Write out every line below again in full, but multiply each point coordinate by 0.4 and round to a whole number, rounding halves up. Leave the pictures out.

------

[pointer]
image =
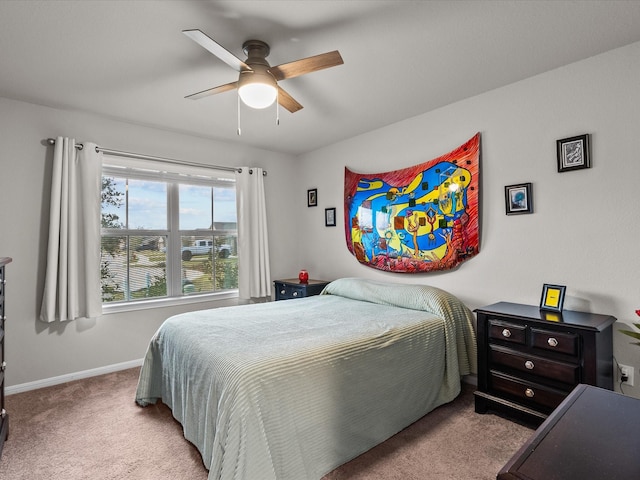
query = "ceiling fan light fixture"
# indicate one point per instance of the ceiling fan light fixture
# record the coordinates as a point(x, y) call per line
point(257, 89)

------

▸ **COMPLETED EXERCISE**
[pointer]
image =
query = "ceiling fan light fixture"
# indicate one point per instance of the ceiling fan light fixture
# record the coordinates as a point(x, y) call per line
point(103, 36)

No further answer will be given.